*VORLIEGENDER TEXT*:
++++

# die Neuen Koi 2014?



## Vera44 (6. März 2014)

Hallo!

Mal Eure Meinung!?
Die beiden, der oben und der unten im Bild würden mir gefallen. Sie kommen nächste Woche aus Japan, sind 35 - 40 cm groß. Was meint Ihr? Kaufen oder nicht?


----------



## Olli.P (6. März 2014)

Hi Vera,

meine pers. Meinung:

der oben: 

Den unten würd ich eher nicht nehmen.........


----------



## Zacky (6. März 2014)

Hi Vera.

Den unten würde ich auch nehmen.

Bei dem oben, wäre ich mir nicht so sicher, da es für mich zu viel Schwarz am Kopf wäre, das Rot etwas blass-Orange scheint, aber das Weiß sieht sehr schön aus.

++++

*EINTRÄGE*:
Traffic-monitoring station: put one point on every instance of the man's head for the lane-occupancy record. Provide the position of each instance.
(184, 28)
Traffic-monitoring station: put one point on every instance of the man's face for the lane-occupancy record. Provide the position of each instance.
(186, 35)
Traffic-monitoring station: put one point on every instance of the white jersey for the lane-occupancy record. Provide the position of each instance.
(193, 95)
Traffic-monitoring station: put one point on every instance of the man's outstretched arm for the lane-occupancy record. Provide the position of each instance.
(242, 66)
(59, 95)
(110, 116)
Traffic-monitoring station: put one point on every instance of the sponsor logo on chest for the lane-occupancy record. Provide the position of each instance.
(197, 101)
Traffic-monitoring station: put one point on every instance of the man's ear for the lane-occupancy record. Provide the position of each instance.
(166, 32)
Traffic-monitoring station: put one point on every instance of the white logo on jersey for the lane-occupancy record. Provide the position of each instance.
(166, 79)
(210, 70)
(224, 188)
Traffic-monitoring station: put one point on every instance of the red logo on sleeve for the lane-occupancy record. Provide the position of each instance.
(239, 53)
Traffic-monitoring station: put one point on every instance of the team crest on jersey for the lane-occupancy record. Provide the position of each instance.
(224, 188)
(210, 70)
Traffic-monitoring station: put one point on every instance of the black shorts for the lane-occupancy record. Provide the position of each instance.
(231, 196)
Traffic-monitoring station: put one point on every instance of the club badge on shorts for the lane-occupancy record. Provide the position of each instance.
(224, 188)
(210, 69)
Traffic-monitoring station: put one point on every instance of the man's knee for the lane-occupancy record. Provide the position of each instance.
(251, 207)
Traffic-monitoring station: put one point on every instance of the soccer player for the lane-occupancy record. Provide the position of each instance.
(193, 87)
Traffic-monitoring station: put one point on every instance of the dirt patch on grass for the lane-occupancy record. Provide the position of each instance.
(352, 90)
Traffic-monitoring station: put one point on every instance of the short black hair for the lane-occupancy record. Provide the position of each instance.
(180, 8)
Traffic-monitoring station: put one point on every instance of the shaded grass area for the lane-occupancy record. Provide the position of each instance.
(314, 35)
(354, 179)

++++

*AUFGABEN*:
a) Wie groß sind die beiden Koi, die im Forenthread über die neuen Koi zur Wahl stehen?
b) Fasse den Forenthread über die neuen Koi in zwei Sätzen zusammen.
c) Führe den Forenthread über die neuen Koi nach dem letzten Beitrag weiter.

*LÖSUNGEN*:
a) Sie sind 35 bis 40 cm groß.

b) Vera44 möchte wissen, ob sie zwei Koi mit 35 bis 40 cm kaufen soll, die nächste Woche aus Japan kommen. Olli.P würde den unteren eher nicht nehmen, während Zacky den unteren nehmen würde und beim oberen wegen zu viel Schwarz am Kopf und blass-orange wirkendem Rot unsicher ist, das Weiß aber sehr schön findet.

c)
Ich würde vermutlich eher einen der Beiden auf dem Bild rechts nehmen - auch wenn es nicht so gut zu erkennen ist (auf Grund der Spiegelung) scheint für mein Gefühl das Rot und Schwarz zueinander ausgeglichener. Sind das eigentlich Doitsu - also schuppenlose!?


----------



## Andre 69 (6. März 2014)

Den Oben würde ich auch nehmen ! Der auf 4 Uhr , unter der Spiegelung , ist auch nicht schlecht !
Grüsse ins Saarland !


----------



## muh.gp (6. März 2014)

Der oben wäre mir vom Sumi zu schwer und ich hätte Angst, dass das Rot noch vom Schwarz gefressen wird. Aber der Showa links wäre mein Fall. Und den Hi Utsuri in der Mitte rechts, der hat eine tolle Zeichnung. Wer die Wahl hat, hat die Qual...

Schön, dass die Geschmäcker so wundervoll verschieden sind.

Grüße,
Holger


----------



## Vera44 (6. März 2014)

Hallo!
Da sieht man mal wieder, die Geschmäcker sind verschieden. Ich schaue mir die Fischis mal in "Natura" an wenn die da sind. Soweit ich weiss sind beide Doitsu.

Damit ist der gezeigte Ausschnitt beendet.